### Passage ###
EG "make me a 120 minute Star Trek / Star Wars crossover". It should be more or less comparable to a big-budget studio film, although it doesn't have to pass a full Turing Test as long as it's pretty good. The AI doesn't have to be available to the public, as long as it's confirmed to exist.
People are also trading
Switching to YES mostly because of recent work on harnesses. We don't need an AI to one-shot this from a prompt in a single model call, if it can instead spin up an orchestrator which farms out the work of making individual shots to subagents, reviewing to other subagents, editing to others, overall review to more, and cycle until done.
From doing some local experiments running orchestrated pipelines iterating image generation to "one shot" comparison grids of static images, we're not there yet even for images, but another 18 months at anything resembling the current rate of progress and I think we will be. If I reran it with a Fable orchestrator (which released shortly after) and some prompting instructions to really try to work at quality maybe we'd be closer today than yesterday, even.
Main question (aside the unlikely event that the exponential stops right now) that stops me bidding it up massively is that I think the cost of running something like this could easily be prohibitive. 1200 minutes, on what I think is an optimistic assumption that you need to generate 10x as much as ultimately goes in, on Veo 3.1 Standard is $54,000. Getting this to actually work could be more- even an OOM more- if we need a bigger video model. So to actually see this happen we might need to see someone making a serious commercial effort out of it.
@0xseraphim Yeah- we just need them to be convinced there is a market for these movies and to give it a go and even at $500k a movie they could do it and profit.
There are also techniques I'd expect such a pipeline to use to bring cost down, like being prompted to make low res output while the orchestrator iterates the basic coherence of the movie at the full end to end level, and only then using the higher quality models to almost "upscale" this and get all the details and finegrained coherence issues that the simpler models get wrong right, which might mitigate the amount of editing work required.
@jbeshir my sense in the timeframe of this question, what we're likely to see are the results of marketing stunts intended to attract massive investor capital. To then go after a large chunk of the movie industry in 2028-2035 with their products: agent-based movie generation frameworks/harnesses.
I suspect we'll get flashy demo websites, from multiple companies including some based in China, each with example movies. And the movies will be released for free on various platforms as part of their marketing programs. We'll get certain niches of the movie industry that will be pushing much harder for this than others, so the style of the announcements will vary.
This will start to happen in mid-late 2027
I just have to wonder how many "yes" bets are people seeing (legitimately interesting!) AI movie-making projects and just not understanding what "to a prompt" means.
But whatever, my "no" investments in this over the years have yet to disappoint me.
@TheOtherKC no problem in unfolding a full thing from a prompt like in the description. Image, book, and music generators do this all the time.
###
What is expected = Can you continue the forum thread about AI generating full-length movies, picking up after its last post? The data that comes next is unrelated to the thread on AI-made movies.
### Data extract ###
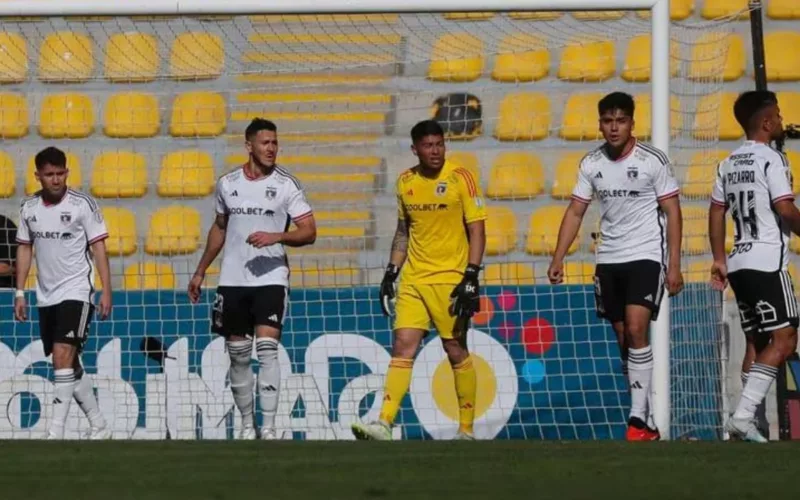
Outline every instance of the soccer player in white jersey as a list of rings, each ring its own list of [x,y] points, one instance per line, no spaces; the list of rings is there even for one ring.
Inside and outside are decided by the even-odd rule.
###
Written response =
The only question is the quality of the final product.
(rn it's kinda bad on the storytelling side, but images and stitching are close to being solved)
2h may be too costly for randoms, but some Netflix may do this if they're interested.
@ICRainbow Netflix wouldn’t do it to a prompt even if they hypothetically could though. But I think if someone can it will probably happen as an expensive demonstration or experiment (e.g. via AI company), so I don’t think think that seriously affects the resolution odds
@TheOtherKC Agents will use interactive environments and make calls to surrogate models to iteratively develop media. What you see humans doing now with calls to multiple models will be trivial to automate. This question is obviously going to resolve YES because there will be an agent that takes a prompt and turns it into movie. People mistakenly voting "no" based on end-to-end text-to-video models are misunderstanding what "to a prompt" means.
@0xseraphim And I believe you are significantly overestimating the capacities of agents, particularly in ability to judge output. These will not be "trivial to automate", and significant human oversight will remain necessary to produce an even mediocre output.
@0xseraphim The question is whether the maximum level of the 1 gem out of a thousand is a 20 minute short story movie, or a bad movie, or good enough to resolve this market. I lean towards the former
@DavidHiggs if an agentic harness can make a high quality 20 minute short story then it can probably make a high quality 120 minute movie too with enough tokens

Even with a very simple harness, with a given model you get longer METR horizons the more compute you spend (up to a point). With better harnesses you continue to get more juice as you give it more compute.
@DavidHiggs so unless for some reason "20 minutes" just happens to be the intrinsic upper limit of your model and you've already built the ultimate harness that cannot be improved upon, then if you can do "20 minutes" then you can probably also do a lot more with additional compute.
@0xseraphim well yes, but like you said only “to a point” (a.k.a. diminishing returns); the question is how far out those diminishing returns are for various levels of the AI/agentic harness system, including overall planning & design, scripting, editing, quality control, “taste” in multiple senses (could easily be the bottleneck), etc., and of course likely most importantly the actual video model.
I just don’t think it will come together/the diminishing returns will scale out to the time + quality levels in time. Amusingly, I do think it will happen soon after, but probably either 2029 or 2030
@DavidHiggs my sense is that people here are overestimating how much the average movie watcher pays attention to details in movies over that long a time horizon. You could slowly let the facial features of the actors drift over the course of the movie to become completely different, and a lot of viewers wouldn't notice a thing
@DavidHiggs I'll admit I'm amused this is coming from the person who simultanously thinks we're going to get Full VR BCIs in 2034 🤣

/RemNi/full-vr-brain-computer-interface-be-26c0cd7762d5
So slow ramp up and then omega foom after 2030?
@0xseraphim RSI is one helluva drug.
But yeah, roughly I think we'll likely hit AGI & strong RSI too late for movies at the start of 2028 and well in time for anything by 2034 (median ~2030). Admittedly I think was implying a bit too strong on that market (it does have very hard conditions), in fact I've only ever held no shares in it.
I stand by my rough argument in the screenshot, but crazy ASI/RSI is a higher bar than AGI/strong RSI and will likely come later, so yeah that market was and probably still is a bit high.
@DavidHiggs Well, I've got the market for you: /MilfordHammerschmidt/by-what-year-will-an-ai-be-able-to-3bc2b61ef5cb .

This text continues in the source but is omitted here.